§ **INSTRUCTION**
Please put every line of the entries below into a Markdown table with the columns Row and Entry line, skipping blank lines and leaving the pictures out.

§ **EXCERPTED DATA**
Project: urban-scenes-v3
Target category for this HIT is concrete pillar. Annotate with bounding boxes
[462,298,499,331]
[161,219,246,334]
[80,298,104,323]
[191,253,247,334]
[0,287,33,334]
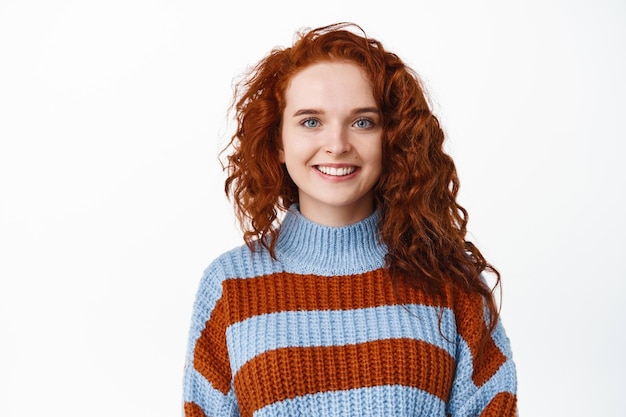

§ **SOLUTION FOR THIS TASK**
| Row | Entry line |
|---|---|
| 1 | Project: urban-scenes-v3 |
| 2 | Target category for this HIT is concrete pillar. Annotate with bounding boxes |
| 3 | [462,298,499,331] |
| 4 | [161,219,246,334] |
| 5 | [80,298,104,323] |
| 6 | [191,253,247,334] |
| 7 | [0,287,33,334] |